Collected data entries:
***

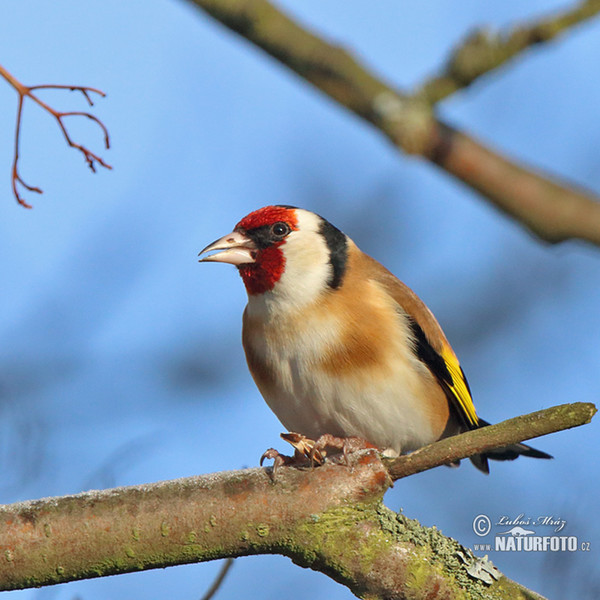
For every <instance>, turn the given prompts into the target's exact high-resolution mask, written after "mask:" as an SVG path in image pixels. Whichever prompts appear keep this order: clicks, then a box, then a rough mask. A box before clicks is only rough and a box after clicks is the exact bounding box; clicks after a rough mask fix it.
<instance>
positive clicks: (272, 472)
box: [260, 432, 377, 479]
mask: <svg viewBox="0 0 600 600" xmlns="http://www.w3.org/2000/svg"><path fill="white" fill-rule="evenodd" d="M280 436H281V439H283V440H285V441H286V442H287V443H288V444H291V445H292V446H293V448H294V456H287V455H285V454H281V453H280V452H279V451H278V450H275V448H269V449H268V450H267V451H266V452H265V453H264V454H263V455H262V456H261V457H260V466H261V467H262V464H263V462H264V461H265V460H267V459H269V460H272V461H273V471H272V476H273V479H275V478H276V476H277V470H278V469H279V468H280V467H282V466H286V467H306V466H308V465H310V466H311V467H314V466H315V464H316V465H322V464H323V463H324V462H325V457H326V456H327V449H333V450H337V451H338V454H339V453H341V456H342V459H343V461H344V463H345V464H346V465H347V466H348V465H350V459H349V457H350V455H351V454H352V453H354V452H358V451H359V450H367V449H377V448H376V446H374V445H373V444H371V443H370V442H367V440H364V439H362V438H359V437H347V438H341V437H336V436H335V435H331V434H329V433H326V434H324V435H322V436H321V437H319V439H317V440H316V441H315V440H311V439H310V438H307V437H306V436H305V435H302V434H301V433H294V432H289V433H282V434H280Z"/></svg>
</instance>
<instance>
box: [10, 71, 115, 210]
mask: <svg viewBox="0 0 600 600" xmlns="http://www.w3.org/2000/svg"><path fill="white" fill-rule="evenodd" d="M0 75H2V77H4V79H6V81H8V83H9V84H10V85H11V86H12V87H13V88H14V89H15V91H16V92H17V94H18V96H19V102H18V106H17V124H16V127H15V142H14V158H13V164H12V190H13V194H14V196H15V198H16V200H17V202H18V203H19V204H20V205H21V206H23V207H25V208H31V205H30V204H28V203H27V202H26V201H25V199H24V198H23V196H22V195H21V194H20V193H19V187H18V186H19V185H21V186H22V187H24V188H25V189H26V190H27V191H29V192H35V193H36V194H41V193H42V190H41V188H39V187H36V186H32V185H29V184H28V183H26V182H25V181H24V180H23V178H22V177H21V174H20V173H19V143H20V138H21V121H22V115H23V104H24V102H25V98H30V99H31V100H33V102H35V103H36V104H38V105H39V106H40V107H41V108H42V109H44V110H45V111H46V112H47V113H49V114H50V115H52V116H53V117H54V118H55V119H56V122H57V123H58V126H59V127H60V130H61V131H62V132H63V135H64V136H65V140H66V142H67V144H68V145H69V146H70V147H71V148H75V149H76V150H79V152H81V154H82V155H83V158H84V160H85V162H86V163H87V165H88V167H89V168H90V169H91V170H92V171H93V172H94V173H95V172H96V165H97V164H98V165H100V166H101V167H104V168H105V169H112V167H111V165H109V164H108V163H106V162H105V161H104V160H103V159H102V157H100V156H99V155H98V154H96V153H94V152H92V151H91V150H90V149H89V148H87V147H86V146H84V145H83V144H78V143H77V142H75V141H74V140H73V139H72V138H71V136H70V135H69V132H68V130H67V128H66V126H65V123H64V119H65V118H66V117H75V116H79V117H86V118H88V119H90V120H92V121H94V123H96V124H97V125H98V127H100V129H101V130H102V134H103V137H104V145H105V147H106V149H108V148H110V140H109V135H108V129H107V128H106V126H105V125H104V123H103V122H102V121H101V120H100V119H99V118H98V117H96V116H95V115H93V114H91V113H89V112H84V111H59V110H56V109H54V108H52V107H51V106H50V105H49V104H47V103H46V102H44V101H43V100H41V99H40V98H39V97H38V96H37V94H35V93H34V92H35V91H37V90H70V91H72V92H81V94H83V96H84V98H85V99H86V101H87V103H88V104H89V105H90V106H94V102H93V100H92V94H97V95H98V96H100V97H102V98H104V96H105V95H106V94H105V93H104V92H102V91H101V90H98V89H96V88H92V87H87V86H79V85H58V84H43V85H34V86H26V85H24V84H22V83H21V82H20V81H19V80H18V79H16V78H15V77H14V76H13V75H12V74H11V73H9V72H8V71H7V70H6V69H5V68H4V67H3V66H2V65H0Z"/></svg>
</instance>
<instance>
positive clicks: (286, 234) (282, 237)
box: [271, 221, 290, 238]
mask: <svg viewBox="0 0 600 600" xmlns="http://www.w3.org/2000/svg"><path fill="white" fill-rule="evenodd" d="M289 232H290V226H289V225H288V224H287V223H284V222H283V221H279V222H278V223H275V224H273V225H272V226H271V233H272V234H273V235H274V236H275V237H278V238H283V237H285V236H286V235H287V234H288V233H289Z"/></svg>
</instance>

***

*What you are asked to do:* Check each line above for the string "positive" and copy the ones that have it.

*Exercise result:*
positive clicks: (272, 472)
positive clicks: (286, 234) (282, 237)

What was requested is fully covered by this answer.